**Information given**
###

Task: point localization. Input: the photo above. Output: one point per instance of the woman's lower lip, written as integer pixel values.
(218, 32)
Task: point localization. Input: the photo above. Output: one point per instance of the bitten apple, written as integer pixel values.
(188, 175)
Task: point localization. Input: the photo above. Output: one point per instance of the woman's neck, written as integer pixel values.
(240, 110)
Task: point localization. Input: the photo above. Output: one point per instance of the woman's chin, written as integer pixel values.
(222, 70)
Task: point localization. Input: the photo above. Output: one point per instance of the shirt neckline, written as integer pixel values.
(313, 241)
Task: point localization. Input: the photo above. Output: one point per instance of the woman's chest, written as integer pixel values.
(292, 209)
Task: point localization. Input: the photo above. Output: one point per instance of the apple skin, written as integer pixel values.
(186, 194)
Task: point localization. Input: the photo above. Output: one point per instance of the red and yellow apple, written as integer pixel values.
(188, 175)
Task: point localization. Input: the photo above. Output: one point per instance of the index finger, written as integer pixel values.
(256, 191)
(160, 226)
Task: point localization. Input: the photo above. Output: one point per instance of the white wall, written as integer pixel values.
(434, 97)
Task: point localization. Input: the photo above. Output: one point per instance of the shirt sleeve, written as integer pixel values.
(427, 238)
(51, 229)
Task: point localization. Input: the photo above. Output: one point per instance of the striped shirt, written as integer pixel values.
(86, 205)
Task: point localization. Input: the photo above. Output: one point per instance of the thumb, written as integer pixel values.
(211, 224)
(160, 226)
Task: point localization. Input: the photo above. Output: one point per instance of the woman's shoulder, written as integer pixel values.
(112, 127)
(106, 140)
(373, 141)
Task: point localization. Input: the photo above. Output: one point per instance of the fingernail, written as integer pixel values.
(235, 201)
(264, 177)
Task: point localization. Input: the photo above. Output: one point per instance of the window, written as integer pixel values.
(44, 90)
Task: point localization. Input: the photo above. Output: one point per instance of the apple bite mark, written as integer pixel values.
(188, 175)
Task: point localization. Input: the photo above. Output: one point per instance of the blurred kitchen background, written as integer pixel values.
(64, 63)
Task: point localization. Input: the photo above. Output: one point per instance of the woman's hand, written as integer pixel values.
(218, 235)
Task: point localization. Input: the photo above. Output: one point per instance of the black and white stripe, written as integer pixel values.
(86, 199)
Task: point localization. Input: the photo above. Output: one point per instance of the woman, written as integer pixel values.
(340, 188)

###

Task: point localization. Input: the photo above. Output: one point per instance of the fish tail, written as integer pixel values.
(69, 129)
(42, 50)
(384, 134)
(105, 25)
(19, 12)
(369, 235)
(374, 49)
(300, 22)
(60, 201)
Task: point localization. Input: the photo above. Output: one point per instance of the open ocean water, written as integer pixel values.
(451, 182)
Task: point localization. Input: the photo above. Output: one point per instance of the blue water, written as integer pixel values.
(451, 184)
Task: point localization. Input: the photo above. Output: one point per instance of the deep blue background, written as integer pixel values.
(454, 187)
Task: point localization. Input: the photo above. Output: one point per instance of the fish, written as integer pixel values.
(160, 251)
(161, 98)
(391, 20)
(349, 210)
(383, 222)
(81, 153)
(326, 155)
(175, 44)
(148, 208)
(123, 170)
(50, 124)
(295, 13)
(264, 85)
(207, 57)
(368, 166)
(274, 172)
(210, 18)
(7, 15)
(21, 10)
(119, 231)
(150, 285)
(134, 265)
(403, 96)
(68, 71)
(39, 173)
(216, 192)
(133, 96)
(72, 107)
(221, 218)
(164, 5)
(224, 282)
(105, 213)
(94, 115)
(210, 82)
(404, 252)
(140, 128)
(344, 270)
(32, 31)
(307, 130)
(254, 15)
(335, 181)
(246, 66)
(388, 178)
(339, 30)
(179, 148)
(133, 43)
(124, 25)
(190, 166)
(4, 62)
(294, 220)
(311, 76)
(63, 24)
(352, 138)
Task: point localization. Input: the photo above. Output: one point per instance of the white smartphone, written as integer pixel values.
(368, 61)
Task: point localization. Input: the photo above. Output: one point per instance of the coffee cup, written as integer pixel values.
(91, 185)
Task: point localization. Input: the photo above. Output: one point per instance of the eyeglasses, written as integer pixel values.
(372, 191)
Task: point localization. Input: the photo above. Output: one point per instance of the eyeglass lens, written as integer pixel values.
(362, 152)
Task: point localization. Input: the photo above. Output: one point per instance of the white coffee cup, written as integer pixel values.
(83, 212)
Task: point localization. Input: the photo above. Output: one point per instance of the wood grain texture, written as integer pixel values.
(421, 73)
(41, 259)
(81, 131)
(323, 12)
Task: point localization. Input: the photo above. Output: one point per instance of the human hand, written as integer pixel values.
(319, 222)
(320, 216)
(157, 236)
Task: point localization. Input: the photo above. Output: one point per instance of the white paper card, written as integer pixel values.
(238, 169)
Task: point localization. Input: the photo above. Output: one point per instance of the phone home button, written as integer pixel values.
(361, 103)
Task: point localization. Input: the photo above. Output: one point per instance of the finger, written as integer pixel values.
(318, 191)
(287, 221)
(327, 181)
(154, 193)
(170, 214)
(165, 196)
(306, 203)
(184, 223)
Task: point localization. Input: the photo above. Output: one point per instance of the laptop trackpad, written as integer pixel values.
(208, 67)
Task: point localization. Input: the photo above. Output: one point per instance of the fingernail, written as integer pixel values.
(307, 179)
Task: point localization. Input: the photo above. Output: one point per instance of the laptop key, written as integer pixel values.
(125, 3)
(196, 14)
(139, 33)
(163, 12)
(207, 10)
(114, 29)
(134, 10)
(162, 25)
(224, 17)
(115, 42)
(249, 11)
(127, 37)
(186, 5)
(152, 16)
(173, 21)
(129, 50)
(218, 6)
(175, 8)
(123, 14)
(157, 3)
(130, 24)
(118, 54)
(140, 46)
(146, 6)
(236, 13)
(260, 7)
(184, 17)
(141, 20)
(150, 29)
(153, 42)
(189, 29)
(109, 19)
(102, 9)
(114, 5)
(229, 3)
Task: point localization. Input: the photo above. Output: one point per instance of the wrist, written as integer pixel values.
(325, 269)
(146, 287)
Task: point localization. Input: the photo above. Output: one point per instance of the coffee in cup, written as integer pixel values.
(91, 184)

###

**Exercise directions**
Identify every line in the data above that contains the string "fish", treating uppercase and lowercase as different, and copy each such line in full.

**Exercise solution**
Task: point localization. Input: the photo above. Output: one point per instance of the fish tail, written as integer pixel values.
Task: point localization. Input: the photo above. Output: one point per instance of the fish, written as integer pixel values.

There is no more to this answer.